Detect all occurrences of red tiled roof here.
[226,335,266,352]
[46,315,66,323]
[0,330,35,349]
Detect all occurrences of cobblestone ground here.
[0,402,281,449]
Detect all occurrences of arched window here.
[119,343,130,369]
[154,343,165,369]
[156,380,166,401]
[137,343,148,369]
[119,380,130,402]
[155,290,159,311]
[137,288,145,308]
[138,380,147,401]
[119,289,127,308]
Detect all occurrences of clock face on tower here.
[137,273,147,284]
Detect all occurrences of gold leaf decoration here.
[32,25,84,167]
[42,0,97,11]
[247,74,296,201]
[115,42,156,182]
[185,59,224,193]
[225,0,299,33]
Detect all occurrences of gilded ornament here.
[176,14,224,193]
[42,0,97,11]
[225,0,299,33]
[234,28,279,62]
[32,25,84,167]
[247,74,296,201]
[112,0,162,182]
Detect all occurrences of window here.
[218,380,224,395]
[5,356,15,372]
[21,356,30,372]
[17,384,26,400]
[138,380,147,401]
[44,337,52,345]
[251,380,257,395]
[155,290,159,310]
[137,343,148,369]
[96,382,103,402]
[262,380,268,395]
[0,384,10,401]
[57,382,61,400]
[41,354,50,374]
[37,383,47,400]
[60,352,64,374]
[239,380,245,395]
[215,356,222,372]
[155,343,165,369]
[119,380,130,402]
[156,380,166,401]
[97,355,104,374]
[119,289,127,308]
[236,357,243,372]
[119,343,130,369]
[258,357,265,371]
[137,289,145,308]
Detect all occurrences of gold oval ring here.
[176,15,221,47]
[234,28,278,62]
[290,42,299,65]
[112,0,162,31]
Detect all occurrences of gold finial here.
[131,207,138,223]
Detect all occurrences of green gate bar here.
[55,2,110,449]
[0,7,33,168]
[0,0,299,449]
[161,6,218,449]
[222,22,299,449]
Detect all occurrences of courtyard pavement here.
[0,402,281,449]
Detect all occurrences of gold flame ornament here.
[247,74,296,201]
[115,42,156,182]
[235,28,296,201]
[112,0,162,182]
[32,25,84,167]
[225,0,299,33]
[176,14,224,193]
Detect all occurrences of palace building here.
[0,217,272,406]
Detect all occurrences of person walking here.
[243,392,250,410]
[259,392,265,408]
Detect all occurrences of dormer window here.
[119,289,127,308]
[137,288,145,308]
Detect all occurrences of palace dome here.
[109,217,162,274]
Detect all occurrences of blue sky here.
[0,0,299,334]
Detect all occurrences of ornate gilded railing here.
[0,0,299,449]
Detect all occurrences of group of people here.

◆ STATED PROBLEM: Return every line of the records above that contains the string "window", treating uppercase and lowercase letters as different.

◆ ANSWER FOR THE TASK:
Detect all occurrences of arched window here.
Detect all occurrences of window here.
Detect all occurrences of dormer window here.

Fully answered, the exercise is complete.